Records of labeled boxes
◆ ◆ ◆ ◆

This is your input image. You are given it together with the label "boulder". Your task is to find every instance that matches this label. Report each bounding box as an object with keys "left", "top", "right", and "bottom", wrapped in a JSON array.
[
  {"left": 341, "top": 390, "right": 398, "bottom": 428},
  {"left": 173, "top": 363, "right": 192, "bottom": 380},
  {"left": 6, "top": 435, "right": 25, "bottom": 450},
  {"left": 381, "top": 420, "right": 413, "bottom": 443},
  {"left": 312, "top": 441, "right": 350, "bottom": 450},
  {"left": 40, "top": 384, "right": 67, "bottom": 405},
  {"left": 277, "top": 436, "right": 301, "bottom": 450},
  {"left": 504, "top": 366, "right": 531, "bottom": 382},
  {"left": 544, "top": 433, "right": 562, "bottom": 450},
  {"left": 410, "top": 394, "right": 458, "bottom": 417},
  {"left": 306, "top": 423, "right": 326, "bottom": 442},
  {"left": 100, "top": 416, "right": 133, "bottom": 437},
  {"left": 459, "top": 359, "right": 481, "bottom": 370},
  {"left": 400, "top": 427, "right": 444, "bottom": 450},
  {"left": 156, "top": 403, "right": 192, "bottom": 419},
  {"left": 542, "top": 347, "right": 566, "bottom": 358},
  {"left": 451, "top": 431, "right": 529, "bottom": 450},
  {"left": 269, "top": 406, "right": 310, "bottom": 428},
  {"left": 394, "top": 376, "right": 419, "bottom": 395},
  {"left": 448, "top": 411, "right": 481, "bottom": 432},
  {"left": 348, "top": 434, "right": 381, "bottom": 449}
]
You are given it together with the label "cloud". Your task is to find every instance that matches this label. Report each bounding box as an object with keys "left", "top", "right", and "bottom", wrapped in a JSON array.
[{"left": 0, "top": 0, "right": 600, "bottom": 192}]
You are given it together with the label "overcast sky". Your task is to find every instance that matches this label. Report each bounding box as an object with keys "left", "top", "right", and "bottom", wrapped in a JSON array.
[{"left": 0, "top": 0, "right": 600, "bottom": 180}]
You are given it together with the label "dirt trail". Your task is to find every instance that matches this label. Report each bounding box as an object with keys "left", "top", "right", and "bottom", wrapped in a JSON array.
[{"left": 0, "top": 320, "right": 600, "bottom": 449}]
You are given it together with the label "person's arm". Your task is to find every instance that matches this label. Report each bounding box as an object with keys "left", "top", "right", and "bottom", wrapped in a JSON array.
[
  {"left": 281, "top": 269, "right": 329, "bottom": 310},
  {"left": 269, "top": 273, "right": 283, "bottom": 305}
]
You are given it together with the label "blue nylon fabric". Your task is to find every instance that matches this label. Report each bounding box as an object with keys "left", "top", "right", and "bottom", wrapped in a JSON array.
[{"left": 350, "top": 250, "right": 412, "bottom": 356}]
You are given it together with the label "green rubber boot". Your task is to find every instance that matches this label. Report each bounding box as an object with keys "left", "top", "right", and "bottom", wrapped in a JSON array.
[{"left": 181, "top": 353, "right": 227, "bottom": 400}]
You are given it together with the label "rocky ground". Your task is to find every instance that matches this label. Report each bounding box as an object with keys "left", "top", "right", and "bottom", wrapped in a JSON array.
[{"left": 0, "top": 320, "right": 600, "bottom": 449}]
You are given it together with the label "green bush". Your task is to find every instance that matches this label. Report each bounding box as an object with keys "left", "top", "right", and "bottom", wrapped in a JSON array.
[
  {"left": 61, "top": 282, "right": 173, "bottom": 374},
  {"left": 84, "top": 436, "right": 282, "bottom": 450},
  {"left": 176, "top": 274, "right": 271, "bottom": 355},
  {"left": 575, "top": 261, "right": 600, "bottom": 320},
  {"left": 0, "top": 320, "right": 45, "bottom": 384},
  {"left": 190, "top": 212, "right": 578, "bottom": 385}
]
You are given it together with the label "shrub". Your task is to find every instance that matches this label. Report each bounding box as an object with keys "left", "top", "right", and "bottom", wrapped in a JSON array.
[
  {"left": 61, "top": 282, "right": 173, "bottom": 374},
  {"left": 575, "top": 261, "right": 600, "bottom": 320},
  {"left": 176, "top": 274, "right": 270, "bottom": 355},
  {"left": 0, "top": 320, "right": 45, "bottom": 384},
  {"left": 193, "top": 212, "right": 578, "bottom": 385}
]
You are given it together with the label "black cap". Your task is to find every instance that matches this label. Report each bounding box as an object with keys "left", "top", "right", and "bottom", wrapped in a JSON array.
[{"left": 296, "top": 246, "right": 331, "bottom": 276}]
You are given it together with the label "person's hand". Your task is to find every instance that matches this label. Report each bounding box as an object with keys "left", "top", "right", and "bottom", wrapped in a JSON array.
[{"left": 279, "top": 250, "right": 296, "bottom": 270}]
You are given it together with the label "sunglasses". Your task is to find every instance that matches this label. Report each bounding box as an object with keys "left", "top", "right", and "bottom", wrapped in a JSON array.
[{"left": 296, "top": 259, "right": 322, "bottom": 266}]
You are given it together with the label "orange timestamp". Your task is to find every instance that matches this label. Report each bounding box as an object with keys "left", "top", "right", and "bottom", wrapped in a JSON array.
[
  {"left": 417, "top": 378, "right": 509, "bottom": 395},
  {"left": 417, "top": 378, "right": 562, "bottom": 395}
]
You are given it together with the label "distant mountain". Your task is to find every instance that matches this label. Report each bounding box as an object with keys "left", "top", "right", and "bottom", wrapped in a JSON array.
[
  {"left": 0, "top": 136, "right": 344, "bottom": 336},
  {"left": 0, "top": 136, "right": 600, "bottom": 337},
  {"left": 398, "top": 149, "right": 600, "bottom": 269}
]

◆ ◆ ◆ ◆

# [Short task]
Which lines in the entries contain the string "input"? Gather each of them and copy it in full.

# [Solution]
This is your input image. You are given it together with the label "boulder". Your task is to find every instance that matches this label. Report each bounding box as an object with keys "left", "top", "right", and "bottom", wrapped in a JSON array.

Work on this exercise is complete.